╭──

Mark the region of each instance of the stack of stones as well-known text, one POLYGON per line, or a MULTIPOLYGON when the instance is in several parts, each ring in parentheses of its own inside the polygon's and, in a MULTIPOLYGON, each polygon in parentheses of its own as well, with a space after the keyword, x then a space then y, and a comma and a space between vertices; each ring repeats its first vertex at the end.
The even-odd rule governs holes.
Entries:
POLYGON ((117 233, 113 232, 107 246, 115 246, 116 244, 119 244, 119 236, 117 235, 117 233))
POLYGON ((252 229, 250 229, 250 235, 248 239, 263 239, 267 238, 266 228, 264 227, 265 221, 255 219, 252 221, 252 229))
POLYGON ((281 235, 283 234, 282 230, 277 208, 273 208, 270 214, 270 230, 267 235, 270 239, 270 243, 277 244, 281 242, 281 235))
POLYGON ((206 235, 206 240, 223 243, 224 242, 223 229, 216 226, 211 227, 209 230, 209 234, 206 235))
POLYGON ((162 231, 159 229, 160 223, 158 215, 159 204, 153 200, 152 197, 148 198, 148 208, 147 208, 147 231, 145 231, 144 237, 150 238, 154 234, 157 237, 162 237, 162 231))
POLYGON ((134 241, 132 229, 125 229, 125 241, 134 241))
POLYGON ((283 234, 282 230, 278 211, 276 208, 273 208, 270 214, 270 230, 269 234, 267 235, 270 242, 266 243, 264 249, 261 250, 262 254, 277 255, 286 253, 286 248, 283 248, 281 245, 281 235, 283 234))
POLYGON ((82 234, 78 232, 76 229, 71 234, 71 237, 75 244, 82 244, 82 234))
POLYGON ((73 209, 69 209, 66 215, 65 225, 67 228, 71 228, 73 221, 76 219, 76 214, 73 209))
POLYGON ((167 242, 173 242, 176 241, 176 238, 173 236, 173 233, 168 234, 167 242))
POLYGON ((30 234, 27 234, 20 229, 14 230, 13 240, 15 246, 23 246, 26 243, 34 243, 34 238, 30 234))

╰──

## Short exercise:
Reproduce every line of the records above with "stack of stones" renamed to "cairn", leaving all other text unchanged.

## Result:
Mark the region of each instance of the cairn as well-known text, one POLYGON per line, or a MULTIPOLYGON when the instance is in several parts, each ring in parentheses of its own inside the polygon's and, in a MULTIPOLYGON, each polygon in parentheses of its own as well, with a space after the keyword, x then a space then y, and a comma and a space between vertices; each ring repeats its first vertex at the end.
The even-odd rule governs holes.
Entries:
POLYGON ((117 233, 113 232, 107 246, 115 246, 116 244, 119 244, 119 236, 117 235, 117 233))
POLYGON ((252 229, 250 229, 250 235, 248 239, 263 239, 267 238, 266 228, 264 227, 265 221, 255 219, 252 221, 252 229))
POLYGON ((281 235, 283 234, 282 230, 277 208, 273 208, 270 214, 270 230, 267 235, 270 239, 270 243, 277 244, 281 242, 281 235))
POLYGON ((206 235, 206 240, 223 243, 224 242, 223 229, 216 226, 211 227, 209 230, 209 234, 206 235))
POLYGON ((162 231, 159 229, 160 223, 158 215, 159 204, 153 200, 152 197, 148 198, 148 208, 147 208, 147 231, 145 231, 144 237, 150 238, 154 234, 157 237, 162 237, 162 231))
POLYGON ((134 241, 132 229, 125 229, 125 241, 134 241))
POLYGON ((283 234, 282 230, 278 211, 276 208, 273 208, 270 214, 270 230, 269 234, 267 235, 270 242, 266 243, 264 249, 261 250, 262 254, 277 255, 286 253, 286 248, 283 248, 281 245, 281 235, 283 234))
POLYGON ((82 234, 78 232, 76 229, 71 234, 71 237, 75 244, 82 244, 82 234))
POLYGON ((73 209, 69 209, 66 215, 65 225, 67 228, 71 228, 73 221, 76 219, 76 214, 73 209))
POLYGON ((167 242, 173 242, 176 241, 176 238, 173 236, 173 233, 168 234, 167 242))
POLYGON ((30 234, 27 234, 20 229, 14 230, 13 240, 15 246, 23 246, 26 243, 34 243, 34 238, 30 234))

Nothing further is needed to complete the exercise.